Exercise aim —
Copy out the lines of the items from the one containing "Please mark the pile" through the one containing "Target: pile of snow", swapping "pile of snow" for "snowdrift" and keeping everything else the same.

Dataset entries —
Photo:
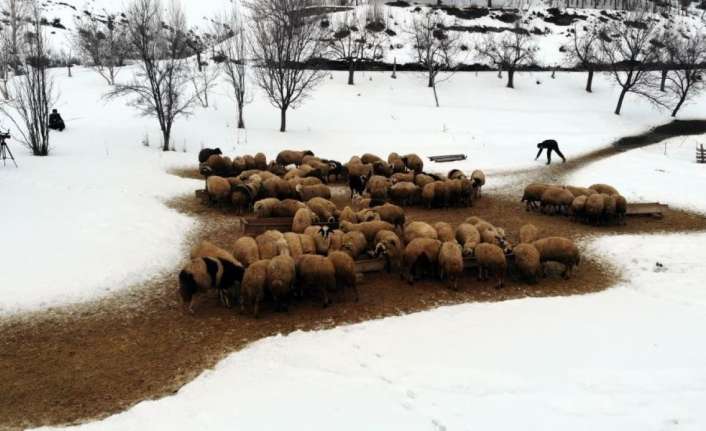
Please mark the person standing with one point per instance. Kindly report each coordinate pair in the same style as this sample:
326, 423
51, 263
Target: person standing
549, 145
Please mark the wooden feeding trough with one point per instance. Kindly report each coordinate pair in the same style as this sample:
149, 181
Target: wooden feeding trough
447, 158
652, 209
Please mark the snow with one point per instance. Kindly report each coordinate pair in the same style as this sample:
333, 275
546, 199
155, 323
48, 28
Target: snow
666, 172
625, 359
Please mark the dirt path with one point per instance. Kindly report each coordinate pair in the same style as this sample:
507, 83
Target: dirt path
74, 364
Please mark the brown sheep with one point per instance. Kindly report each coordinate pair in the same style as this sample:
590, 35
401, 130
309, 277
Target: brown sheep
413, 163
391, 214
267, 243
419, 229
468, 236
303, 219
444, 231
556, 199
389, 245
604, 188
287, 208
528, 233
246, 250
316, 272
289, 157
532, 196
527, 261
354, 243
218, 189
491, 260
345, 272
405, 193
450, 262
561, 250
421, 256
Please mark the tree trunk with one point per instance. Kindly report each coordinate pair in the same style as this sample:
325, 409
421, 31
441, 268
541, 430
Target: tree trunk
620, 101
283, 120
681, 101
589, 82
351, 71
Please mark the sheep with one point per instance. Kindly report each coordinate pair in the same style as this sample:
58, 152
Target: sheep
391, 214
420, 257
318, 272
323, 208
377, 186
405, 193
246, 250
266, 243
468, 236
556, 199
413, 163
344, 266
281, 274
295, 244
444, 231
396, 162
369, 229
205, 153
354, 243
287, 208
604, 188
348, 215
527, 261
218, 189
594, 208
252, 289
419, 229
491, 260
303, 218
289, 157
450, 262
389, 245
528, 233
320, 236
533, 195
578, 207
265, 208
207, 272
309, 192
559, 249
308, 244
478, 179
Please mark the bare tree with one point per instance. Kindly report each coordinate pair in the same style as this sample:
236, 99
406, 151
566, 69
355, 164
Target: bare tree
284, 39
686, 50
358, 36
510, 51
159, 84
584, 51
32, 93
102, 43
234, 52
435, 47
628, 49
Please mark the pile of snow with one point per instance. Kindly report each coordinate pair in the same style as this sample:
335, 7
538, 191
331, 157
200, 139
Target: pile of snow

---

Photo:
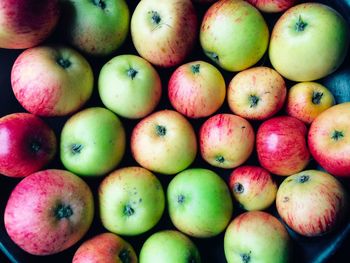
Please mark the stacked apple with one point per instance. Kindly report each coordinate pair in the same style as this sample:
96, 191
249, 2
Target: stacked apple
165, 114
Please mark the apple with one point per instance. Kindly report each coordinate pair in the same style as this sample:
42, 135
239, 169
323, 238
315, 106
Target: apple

Exercise output —
Please mark the snowdrift with one point per instance. Kindly report each coordinate pair in the same style as this sample:
335, 7
538, 191
331, 157
200, 139
Target: snowdrift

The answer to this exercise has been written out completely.